Given request>
Repeat the records word for word, excluding any picture.

Data to process>
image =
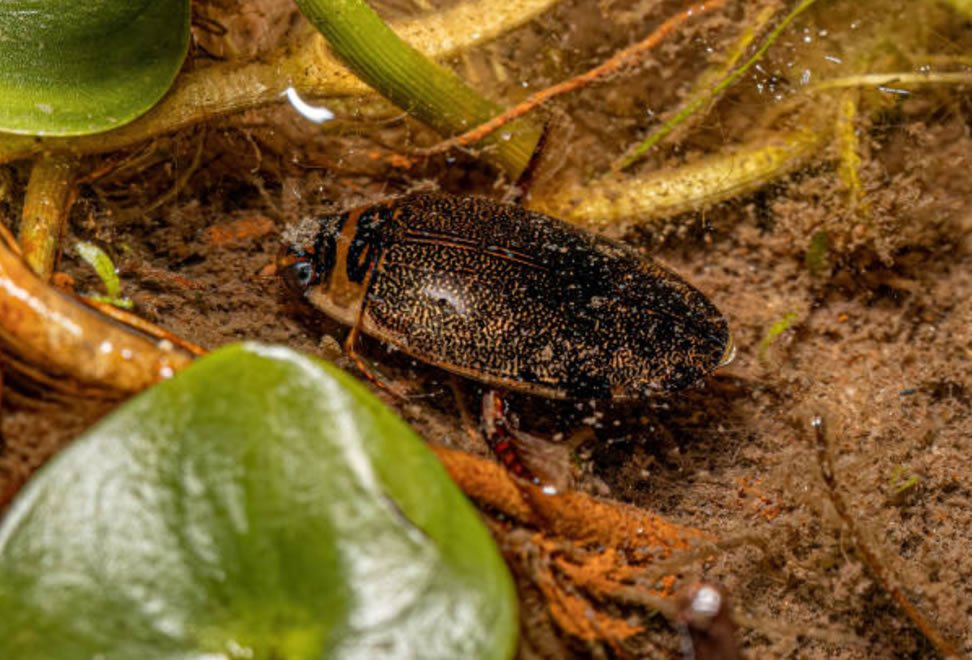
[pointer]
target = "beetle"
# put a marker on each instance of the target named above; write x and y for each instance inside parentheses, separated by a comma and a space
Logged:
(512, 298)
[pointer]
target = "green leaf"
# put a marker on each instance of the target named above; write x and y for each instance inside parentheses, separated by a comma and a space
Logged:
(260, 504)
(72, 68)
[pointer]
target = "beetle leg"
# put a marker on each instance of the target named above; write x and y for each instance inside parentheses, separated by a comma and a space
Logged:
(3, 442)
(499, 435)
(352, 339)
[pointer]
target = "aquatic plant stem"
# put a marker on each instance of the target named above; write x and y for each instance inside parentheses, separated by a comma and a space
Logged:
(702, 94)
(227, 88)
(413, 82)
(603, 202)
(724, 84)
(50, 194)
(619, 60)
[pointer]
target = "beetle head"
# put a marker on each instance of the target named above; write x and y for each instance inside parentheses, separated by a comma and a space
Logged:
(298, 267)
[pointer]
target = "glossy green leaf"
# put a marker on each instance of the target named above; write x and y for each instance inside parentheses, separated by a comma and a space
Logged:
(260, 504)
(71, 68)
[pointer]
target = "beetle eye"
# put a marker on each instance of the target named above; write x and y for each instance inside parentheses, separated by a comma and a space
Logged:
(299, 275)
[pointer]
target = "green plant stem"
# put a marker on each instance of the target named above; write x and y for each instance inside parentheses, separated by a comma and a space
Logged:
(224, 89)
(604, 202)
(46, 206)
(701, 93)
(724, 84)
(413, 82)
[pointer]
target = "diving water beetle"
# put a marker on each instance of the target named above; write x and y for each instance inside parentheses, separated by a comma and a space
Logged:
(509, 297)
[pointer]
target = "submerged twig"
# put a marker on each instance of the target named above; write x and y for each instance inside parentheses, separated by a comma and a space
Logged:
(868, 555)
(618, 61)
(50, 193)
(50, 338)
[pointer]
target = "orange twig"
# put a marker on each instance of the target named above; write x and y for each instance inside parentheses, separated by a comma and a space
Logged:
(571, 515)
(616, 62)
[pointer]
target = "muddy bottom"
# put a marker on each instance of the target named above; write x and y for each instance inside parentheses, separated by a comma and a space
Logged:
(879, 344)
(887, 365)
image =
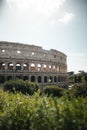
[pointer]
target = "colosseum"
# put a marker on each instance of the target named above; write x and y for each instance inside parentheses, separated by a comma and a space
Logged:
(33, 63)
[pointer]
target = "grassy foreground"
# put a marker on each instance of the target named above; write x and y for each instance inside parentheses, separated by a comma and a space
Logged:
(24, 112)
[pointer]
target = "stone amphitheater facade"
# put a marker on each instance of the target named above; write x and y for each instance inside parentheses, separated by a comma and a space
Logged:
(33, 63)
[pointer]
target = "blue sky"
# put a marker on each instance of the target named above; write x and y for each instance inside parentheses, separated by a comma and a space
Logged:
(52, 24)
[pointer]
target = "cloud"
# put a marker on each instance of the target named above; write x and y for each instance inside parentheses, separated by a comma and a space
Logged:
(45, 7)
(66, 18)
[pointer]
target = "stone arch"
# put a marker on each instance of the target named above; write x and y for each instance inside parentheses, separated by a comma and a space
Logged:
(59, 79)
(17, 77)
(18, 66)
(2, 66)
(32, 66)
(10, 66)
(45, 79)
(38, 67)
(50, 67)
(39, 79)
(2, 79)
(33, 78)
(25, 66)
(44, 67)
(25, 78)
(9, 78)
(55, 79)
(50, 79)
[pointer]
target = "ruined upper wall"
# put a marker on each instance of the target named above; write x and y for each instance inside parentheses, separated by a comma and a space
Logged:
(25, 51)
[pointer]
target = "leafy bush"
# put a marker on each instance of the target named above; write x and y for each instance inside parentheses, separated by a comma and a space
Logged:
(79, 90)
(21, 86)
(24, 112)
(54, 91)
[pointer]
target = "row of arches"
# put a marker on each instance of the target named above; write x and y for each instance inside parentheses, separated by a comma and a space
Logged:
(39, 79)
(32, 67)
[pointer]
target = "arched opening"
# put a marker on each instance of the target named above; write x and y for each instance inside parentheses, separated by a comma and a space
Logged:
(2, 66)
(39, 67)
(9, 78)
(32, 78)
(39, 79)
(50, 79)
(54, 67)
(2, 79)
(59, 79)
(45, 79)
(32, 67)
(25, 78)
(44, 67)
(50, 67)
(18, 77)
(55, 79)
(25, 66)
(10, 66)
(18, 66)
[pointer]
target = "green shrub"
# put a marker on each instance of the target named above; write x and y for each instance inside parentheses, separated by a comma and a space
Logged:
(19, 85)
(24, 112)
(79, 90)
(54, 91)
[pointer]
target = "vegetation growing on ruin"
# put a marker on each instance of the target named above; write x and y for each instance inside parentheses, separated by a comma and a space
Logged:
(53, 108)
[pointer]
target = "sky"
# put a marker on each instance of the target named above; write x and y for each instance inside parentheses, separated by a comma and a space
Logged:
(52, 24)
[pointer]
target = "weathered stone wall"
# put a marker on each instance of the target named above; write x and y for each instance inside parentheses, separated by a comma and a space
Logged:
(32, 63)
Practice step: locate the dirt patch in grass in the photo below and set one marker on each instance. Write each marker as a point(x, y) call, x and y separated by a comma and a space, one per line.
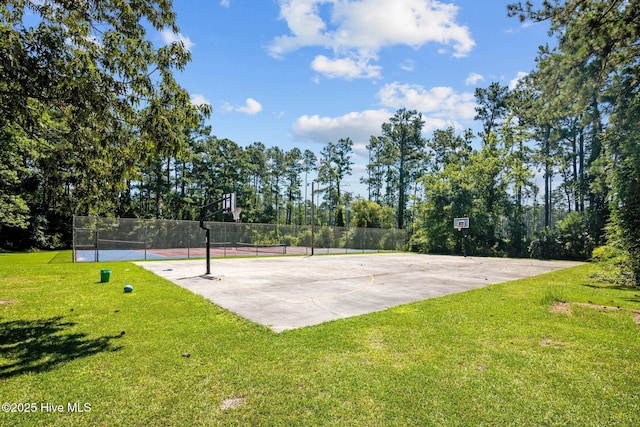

Solution>
image =
[pointer]
target = "beetle"
# put a marker on each instance of the target named above; write x and y for each instance inside parentheses, separated by a comma and a space
Logged:
(512, 298)
[pointer]
target = "green leaf"
# put a marker on each instance of the target named above; write x and y for each instance inside parentheses, separated by a comma and a space
Logged:
(260, 504)
(72, 68)
[pointer]
target = "beetle leg"
# put a marker on each instance of the target named above; write x and y for each instance inside parentheses, separated by a comma and a space
Logged:
(3, 442)
(499, 435)
(352, 339)
[pointer]
target = "aquatic plant stem"
# put a marker on each instance of the target named above; write x and y for each instance inside parentheses, separated by a comma and a space
Logged:
(702, 94)
(227, 88)
(413, 82)
(603, 202)
(724, 84)
(50, 194)
(619, 60)
[pointer]
target = "beetle head"
# put a marker on each instance of the target named above; write x and y for each instance inside parentheses, separated by a comma and a space
Logged:
(298, 267)
[pointer]
target = "glossy green leaf"
# put a marker on each instance of the target named above; write x and y for each instance inside parentheses, separated by a comma and a space
Logged:
(260, 504)
(71, 68)
[pointer]
target = "beetle eye"
# put a marker on each instance of the target named above; write x and y for each instance inside parentheses, separated by a comma and a space
Logged:
(299, 275)
[pointer]
target = "green plant stem"
# put a marker on each instance of the target named above; write x and y for each instance inside parentheses, separated by a comma and a space
Logged:
(224, 89)
(604, 202)
(46, 206)
(701, 93)
(724, 84)
(413, 82)
[pointer]
target = "diving water beetle"
# put a marker on each instance of the target named above; write x and y for each instance inside parentheses, separated by a comma and a space
Logged:
(509, 297)
[pointer]
target = "submerged twig"
# put a marker on each instance of the target named above; write x and y for each instance inside parentheses, separated by a comma and a space
Logged:
(868, 555)
(618, 61)
(50, 193)
(50, 338)
[pointer]
target = "orange twig"
# put a marker on each instance of the target named above; write x and y for each instance inside parentheses, separated by a comma and a space
Logged:
(571, 515)
(616, 62)
[pointer]
target = "muddy bottom"
# put a marker on each instance of the target named above; write x and y for each instance inside parentheses, separated by a comma and a space
Logged:
(879, 344)
(887, 365)
image =
[pointer]
target = "colosseum"
# put a marker on each instance of the target named above; write x and y for each instance inside parentheses, separated by a comma and a space
Logged:
(33, 63)
[pointer]
target = "grassy foreground"
# put a marker on each instance of the target named above; write x and y for each instance inside parentheses, separated by a comma and a space
Logged:
(24, 112)
[pointer]
target = "stone amphitheater facade"
# put a marker on each instance of the target named above; write x and y for each instance inside parentheses, separated by a comma and a space
Logged:
(33, 63)
[pointer]
target = "blue sky"
# put a marker on each instance of the target named above; write x and y for each instance inside parentheses, separated by a comma and a space
Logged:
(52, 24)
[pointer]
target = "cloud"
# put a marker on each instance of the target named above; write x and y for each instance inside parentheses, separated by a comma and a space
Logged:
(45, 7)
(66, 18)
[pointer]
target = "stone arch"
# put a marker on each instance of the target named above; write x and y for each instance inside parentheses, separated by a comma and a space
Logged:
(59, 79)
(17, 77)
(18, 66)
(2, 66)
(32, 66)
(10, 66)
(45, 79)
(38, 67)
(50, 67)
(39, 79)
(2, 79)
(33, 78)
(25, 66)
(44, 67)
(25, 78)
(9, 78)
(55, 79)
(50, 79)
[pointer]
target = "ruined upper wall"
# put a marker on each instance of the target named above; write x and y for each instance inside parentheses, separated by a comma and a space
Logged:
(25, 51)
[pointer]
target = "leafy bush"
# put a marker on each instance of the target named above; write x and y for each instance inside parentheses, separated by a comma and a space
Logged:
(79, 90)
(21, 86)
(24, 112)
(54, 91)
[pointer]
target = "row of arches"
# put a marker on each instance of the target named above; write x and y for each instance inside parentheses, separated by a comma and a space
Logged:
(39, 79)
(32, 67)
[pointer]
target = "arched opening"
# put a marker on each instance of the target named above; write x and y for each instance inside parentheses, separated by a comma and a space
Logged:
(2, 66)
(39, 67)
(9, 78)
(32, 78)
(39, 79)
(50, 79)
(54, 67)
(2, 79)
(59, 79)
(45, 79)
(32, 67)
(25, 78)
(44, 67)
(50, 67)
(18, 77)
(55, 79)
(25, 66)
(10, 66)
(18, 66)
[pointer]
target = "green shrub"
# put a marker on each instance of the target named above; write x and y for each instance inside parentheses, separated by a comma and a space
Logged:
(19, 85)
(24, 112)
(79, 90)
(54, 91)
[pointer]
target = "vegetation growing on ruin"
# put a marker on each instance of the target named above; write x and y for each instance inside parentheses, separated by a comma and a space
Logged:
(53, 108)
[pointer]
target = "sky"
# put a marker on each instance of the target named above; write x and y for each instance inside parentheses, separated by a comma and a space
Logged:
(52, 24)
[pointer]
target = "weathered stone wall"
# put a marker on each instance of the target named above; write x and y for each instance inside parentheses, separated by a comma and a space
Logged:
(32, 63)
Practice step: locate the dirt patch in grass in the photo below and set one marker on each instance. Write each marker as a point(x, y) call, x and y separated by a comma and a space, one per line.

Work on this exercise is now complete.